__Written exercise__. Write out, word for word, the portion of the OKR essay below that runs from "OKRs (objectives and" to "we built products.".

__Text extract__.
---

OKRs ≠ Strategy
OKRs are great, but there’s a problem with how most companies use them.
OKRs (objectives and key results) are a critical tool. I helped bring them to my last company. Using OKRs successfully made us more objective and quantitative in how we built products.
My favorite part of OKRs is the KRs (key results).
It’s easy to be sloppy in our thinking when conceiving product initiatives. We often prioritize doing things that we “know” must be done. But our intuition is riddled with biases. Assumptions about focus and scope are nested in each initiative.
Asking ourselves, “What is the key result for this initiative?” forces us to think about what matters to achieve the critical business outcomes. KRs are slicing mechanisms. Through the OKR process, we often discover short paths to outcomes that we previously assumed would require much more work. Sometimes, through contemplating KRs, we realize that projects we were convinced must be done actually don’t fit with company priorities and therefore shouldn’t be done after all.
One of the basic principles of OKRs is that they should not be task lists. If your key result is “We launched project X,” it means that you lack an objective measure of why project X is important.
While we’re taught that OKRs should orient around outcomes and not outputs, I’ve never been part of an OKR process where we don’t at some point give up and say, “Ok fine, let’s allow some of our OKRs to be our project list.”
It often unfolds like this:
We sit down to write OKRs only to realize that we don’t have the metrics we need to objectively measure our work. So then, we make a key result to instrument metrics. By the time our quarterly OKR cycle is over, we haven’t done the actual work. Or, if things go super fast, we made the metric and shipped the work, but we run out of time in the OKR cycle to see if our work achieved the result or not — it might take 180 days to know for sure. Then, in the next OKR cycle, we shift priorities and embark down a totally different road without closing the loop on the previous cycle of work.
Making your KRs a laundry list of projects to ship gets more tempting with each hour of OKR planning, even for those who start the process with pure intentions.
The root problem with how most companies do OKRs is that they enter the process with strategy debt.

---

__Supplied information__.

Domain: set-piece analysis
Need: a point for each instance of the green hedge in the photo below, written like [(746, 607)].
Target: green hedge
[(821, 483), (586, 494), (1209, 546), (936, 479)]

---

__Exercise answer__.
OKRs (objectives and key results) are a critical tool. I helped bring them to my last company. Using OKRs successfully made us more objective and quantitative in how we built products.